--- start Data entries ---

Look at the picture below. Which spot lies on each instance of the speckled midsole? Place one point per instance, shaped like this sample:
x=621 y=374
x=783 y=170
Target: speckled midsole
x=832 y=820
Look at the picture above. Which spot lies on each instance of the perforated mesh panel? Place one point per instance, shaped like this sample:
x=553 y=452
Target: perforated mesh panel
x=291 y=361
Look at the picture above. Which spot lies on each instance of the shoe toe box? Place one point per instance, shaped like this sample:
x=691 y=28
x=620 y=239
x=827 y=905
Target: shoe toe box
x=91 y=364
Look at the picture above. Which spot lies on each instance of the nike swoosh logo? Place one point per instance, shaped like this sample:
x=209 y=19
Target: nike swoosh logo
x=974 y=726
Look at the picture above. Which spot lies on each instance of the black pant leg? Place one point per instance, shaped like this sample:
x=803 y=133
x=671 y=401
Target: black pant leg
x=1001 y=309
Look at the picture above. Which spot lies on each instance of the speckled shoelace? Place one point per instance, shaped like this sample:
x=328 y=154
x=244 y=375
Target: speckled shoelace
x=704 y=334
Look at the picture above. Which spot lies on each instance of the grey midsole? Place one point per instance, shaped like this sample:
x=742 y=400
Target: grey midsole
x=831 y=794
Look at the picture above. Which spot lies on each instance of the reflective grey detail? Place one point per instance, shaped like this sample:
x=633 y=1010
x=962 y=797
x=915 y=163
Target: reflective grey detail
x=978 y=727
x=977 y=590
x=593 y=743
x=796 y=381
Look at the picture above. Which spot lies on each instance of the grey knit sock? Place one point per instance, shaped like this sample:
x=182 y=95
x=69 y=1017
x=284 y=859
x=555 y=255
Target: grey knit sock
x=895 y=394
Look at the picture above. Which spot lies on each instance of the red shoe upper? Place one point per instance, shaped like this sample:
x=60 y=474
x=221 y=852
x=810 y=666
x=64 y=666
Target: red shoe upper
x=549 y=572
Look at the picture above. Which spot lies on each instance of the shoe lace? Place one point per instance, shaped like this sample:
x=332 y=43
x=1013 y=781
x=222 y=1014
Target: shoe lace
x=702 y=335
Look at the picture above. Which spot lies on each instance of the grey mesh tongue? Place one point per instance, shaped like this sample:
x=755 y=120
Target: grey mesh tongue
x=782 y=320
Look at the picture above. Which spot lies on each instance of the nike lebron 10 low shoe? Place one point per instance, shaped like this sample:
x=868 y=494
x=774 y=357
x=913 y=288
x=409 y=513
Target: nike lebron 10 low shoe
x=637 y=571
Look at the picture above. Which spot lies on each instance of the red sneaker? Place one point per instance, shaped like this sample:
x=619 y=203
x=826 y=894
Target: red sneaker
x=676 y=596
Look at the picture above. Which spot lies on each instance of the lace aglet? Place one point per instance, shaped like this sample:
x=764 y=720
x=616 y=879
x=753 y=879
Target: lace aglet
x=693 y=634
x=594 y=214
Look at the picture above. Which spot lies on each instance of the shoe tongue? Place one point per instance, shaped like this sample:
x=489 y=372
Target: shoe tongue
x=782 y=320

--- end Data entries ---

- _Exercise_
Please rewrite every line of the data, beginning at the line that contains "of the black" and stopping after the line that contains "x=704 y=334". Multiply the coordinates on the line right after each "Target:" line by 2.55 and round them to whole numbers with halves rounded up, leaving all other numbers unchanged.

- _Result for this task_
Look at the picture above. Which spot lies on each instance of the black pant leg? Place one point per instance, shaped like this sample:
x=803 y=133
x=671 y=401
Target: black pant leg
x=2553 y=788
Look at the picture above. Which spot lies on each instance of the speckled shoelace? Place one point per instance, shaped like this sample:
x=328 y=154
x=244 y=375
Target: speckled shoelace
x=1795 y=852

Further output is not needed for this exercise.